**EXCERPT**:
####

# Timbren



## Cond Enterprise (Aug 24, 2013)

Anybody using the front Timbren on there trucks with plow package? I have plow prep on this truck and she seems to sag a little with the plow.....my other Super Duty's were leaf spring frontends and I just put in an extra leavf and they never sagged. If anyone is using them, do you like them and what part number did you get?

Thanks


----------



## dieselss (Jan 3, 2008)

What year trk you talking about ?


----------



## Cond Enterprise (Aug 24, 2013)

My 2012 Truck, the other trucks are leaf spring front ends.


----------



## dieselss (Jan 3, 2008)

Ok. What's a new set of h.d. coils going for?


----------



## SnowGuy73 (Apr 7, 2003)

I use them and like them. 

Do a search they have been talked about a lot on here.


----------



## trevier (Dec 24, 2007)

I used them on my 96 f250, it helped, but made it ride worse. So I took them off in the spring and put them on in the fall.


----------



## SPSkyo8530 (Dec 7, 2009)

A must have. I run them on all our trucks. Stops the constant bottoming out when plowing. Buyers makes a generic version that is cheaper and works well also.


----------



## wahlturfcare (Oct 24, 2005)

i used to use them on my older fords(88-96) and hated them. as you were always still overloaded and they transfered the road vibrations more. Now i only use airbag and love them alot more.


----------



## Cond Enterprise (Aug 24, 2013)

I had them on my 99 F250 and thought they rode fine, when I bought my 04 PSD I just had a local spring shop add a leaf to the front. This new truck has coils and they are the 6k plow package ones. Just seems like she sags when I'm stacking snow or its kinda heavy. I found multiple posts using search on here but none that were related to my current year truck


----------



## broke down (Oct 23, 2011)

####

**WHAT THIS TASK INVOLVES**:
In the Timbren thread, what did Cond Enterprise do on the leaf-spring Super Duty trucks to keep them from sagging with a plow?

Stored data
####

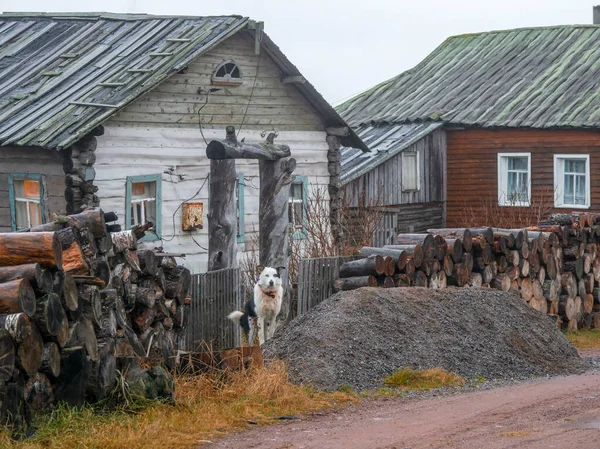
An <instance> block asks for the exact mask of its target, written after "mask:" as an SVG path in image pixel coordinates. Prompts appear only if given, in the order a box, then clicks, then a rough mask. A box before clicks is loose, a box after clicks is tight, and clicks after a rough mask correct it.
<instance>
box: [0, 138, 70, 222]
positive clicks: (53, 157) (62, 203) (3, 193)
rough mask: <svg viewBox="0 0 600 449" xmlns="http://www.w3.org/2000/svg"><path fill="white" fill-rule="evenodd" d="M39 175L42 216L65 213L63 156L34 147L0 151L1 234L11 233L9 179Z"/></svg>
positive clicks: (51, 150)
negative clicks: (17, 174)
mask: <svg viewBox="0 0 600 449" xmlns="http://www.w3.org/2000/svg"><path fill="white" fill-rule="evenodd" d="M11 174H13V175H15V174H22V175H42V182H43V185H44V203H45V206H46V207H45V210H44V211H43V212H44V215H45V218H46V219H47V218H48V217H49V216H50V214H51V213H53V212H55V213H61V214H64V213H65V211H66V202H65V198H64V193H65V177H64V174H63V165H62V155H61V153H60V152H58V151H56V150H47V149H43V148H33V147H0V232H10V231H11V230H12V226H11V213H10V198H9V175H11Z"/></svg>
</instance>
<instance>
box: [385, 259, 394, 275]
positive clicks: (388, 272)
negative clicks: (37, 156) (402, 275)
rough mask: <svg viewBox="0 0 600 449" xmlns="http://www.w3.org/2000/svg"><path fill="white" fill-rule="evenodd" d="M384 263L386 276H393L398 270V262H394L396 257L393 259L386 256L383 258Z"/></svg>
mask: <svg viewBox="0 0 600 449" xmlns="http://www.w3.org/2000/svg"><path fill="white" fill-rule="evenodd" d="M383 265H384V270H383V271H384V273H385V275H386V276H393V275H394V272H395V271H396V264H395V263H394V259H392V258H391V257H388V256H385V257H384V258H383Z"/></svg>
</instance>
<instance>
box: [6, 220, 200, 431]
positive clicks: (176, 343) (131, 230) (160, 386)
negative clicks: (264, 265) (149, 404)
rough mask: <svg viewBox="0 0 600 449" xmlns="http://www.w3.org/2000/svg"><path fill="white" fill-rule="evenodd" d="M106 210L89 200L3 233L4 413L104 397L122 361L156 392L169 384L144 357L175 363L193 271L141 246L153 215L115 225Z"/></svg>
mask: <svg viewBox="0 0 600 449" xmlns="http://www.w3.org/2000/svg"><path fill="white" fill-rule="evenodd" d="M107 219H110V220H116V216H115V215H114V214H110V213H109V214H104V213H103V212H102V211H101V210H100V209H88V210H85V211H84V212H82V213H79V214H75V215H70V216H66V217H58V219H57V220H56V221H54V222H52V223H47V224H44V225H41V226H38V227H36V228H32V229H28V230H27V231H25V232H18V233H6V234H0V421H1V422H4V423H7V422H11V423H13V424H16V425H24V424H26V423H27V422H29V420H30V419H31V418H32V417H34V416H36V415H38V414H40V413H44V412H47V411H48V410H50V409H52V408H53V406H54V405H55V404H56V403H57V402H59V401H64V402H66V403H67V404H68V405H70V406H81V405H83V404H84V402H86V401H87V402H95V401H98V400H100V399H103V398H106V397H107V396H108V395H109V394H110V392H111V391H112V390H113V389H114V387H115V385H116V381H117V370H120V371H121V372H123V373H127V379H126V380H127V382H128V383H130V384H135V385H137V386H138V389H140V391H142V390H143V391H146V392H148V395H150V396H156V394H163V393H164V394H169V393H170V392H169V391H163V390H164V388H163V387H164V386H166V385H170V380H169V379H167V378H166V377H168V376H167V374H166V372H165V371H164V370H161V369H158V368H156V367H155V368H152V369H141V367H140V361H150V362H159V363H160V364H161V365H166V366H167V367H170V366H172V364H173V360H174V357H173V354H174V350H175V348H176V347H177V345H178V340H179V339H180V338H182V332H183V329H184V327H185V324H186V320H187V317H188V308H189V302H190V298H189V296H188V294H189V290H190V284H191V276H190V272H189V271H188V270H187V269H186V268H184V267H182V266H178V265H177V263H176V261H175V259H174V258H173V257H171V256H169V255H165V254H161V253H155V252H154V251H151V250H138V248H137V246H138V240H139V239H140V238H142V237H143V236H144V235H145V232H146V231H147V229H148V227H149V226H150V224H146V225H144V226H138V227H136V228H134V229H131V230H127V231H119V232H113V233H110V232H109V231H108V229H109V228H111V226H110V225H106V220H107ZM112 229H115V227H114V226H113V227H112ZM161 385H163V387H161Z"/></svg>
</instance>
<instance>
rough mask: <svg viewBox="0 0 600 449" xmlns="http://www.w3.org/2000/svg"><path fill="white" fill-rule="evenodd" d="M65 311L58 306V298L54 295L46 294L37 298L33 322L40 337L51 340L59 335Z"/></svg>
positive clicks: (54, 294)
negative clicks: (43, 337)
mask: <svg viewBox="0 0 600 449" xmlns="http://www.w3.org/2000/svg"><path fill="white" fill-rule="evenodd" d="M64 317H65V311H64V310H63V308H62V305H61V304H60V298H59V296H58V295H57V294H56V293H48V294H47V295H45V296H42V297H39V298H37V305H36V312H35V315H34V316H33V321H34V322H35V324H36V325H37V327H38V329H39V330H40V332H41V333H42V335H43V336H44V337H46V338H52V337H54V336H56V335H58V334H59V333H60V330H61V329H62V322H63V319H64Z"/></svg>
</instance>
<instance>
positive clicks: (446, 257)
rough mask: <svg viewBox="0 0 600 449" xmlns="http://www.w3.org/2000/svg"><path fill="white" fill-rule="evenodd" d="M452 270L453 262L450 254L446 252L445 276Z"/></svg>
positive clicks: (452, 269) (453, 264) (451, 272)
mask: <svg viewBox="0 0 600 449" xmlns="http://www.w3.org/2000/svg"><path fill="white" fill-rule="evenodd" d="M453 271H454V262H453V260H452V257H451V256H450V254H447V255H446V257H445V258H444V273H446V276H452V273H453Z"/></svg>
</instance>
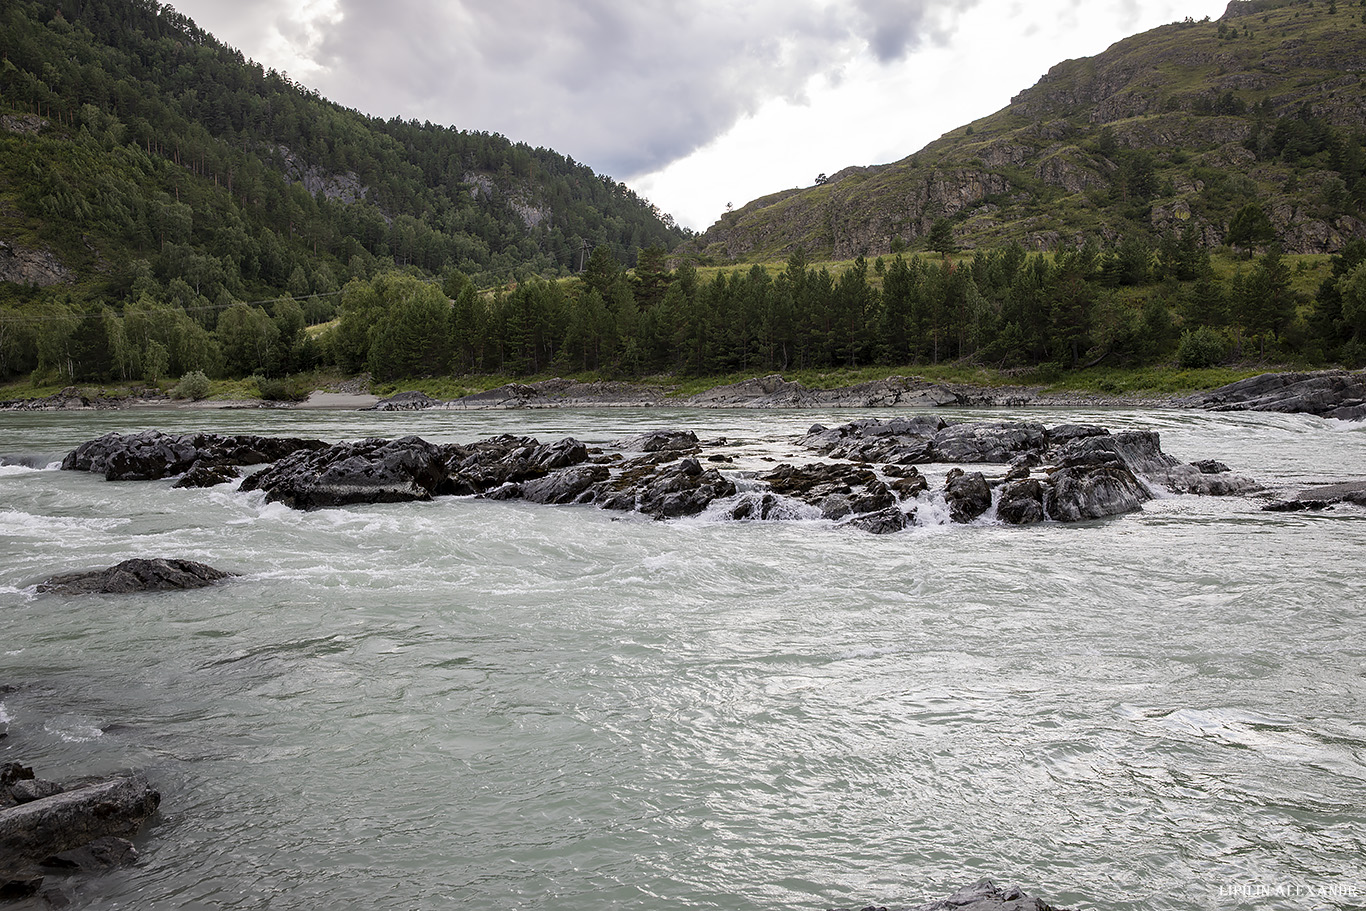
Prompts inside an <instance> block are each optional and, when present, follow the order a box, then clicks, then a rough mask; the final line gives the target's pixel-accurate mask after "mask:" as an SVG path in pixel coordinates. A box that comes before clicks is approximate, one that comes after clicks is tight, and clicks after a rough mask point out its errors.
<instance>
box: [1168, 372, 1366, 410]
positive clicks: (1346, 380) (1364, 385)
mask: <svg viewBox="0 0 1366 911" xmlns="http://www.w3.org/2000/svg"><path fill="white" fill-rule="evenodd" d="M1182 404H1186V406H1188V407H1194V408H1208V410H1210V411H1280V412H1284V414H1317V415H1320V417H1324V418H1339V419H1341V421H1366V372H1362V370H1356V372H1348V370H1320V372H1317V373H1264V374H1261V376H1258V377H1250V378H1247V380H1239V381H1238V382H1231V384H1228V385H1225V387H1220V388H1217V389H1213V391H1210V392H1202V393H1199V395H1194V396H1191V397H1188V399H1186V400H1183V403H1182Z"/></svg>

####

**SOLUTION FOR THIS TASK**:
Put in an extra leaf.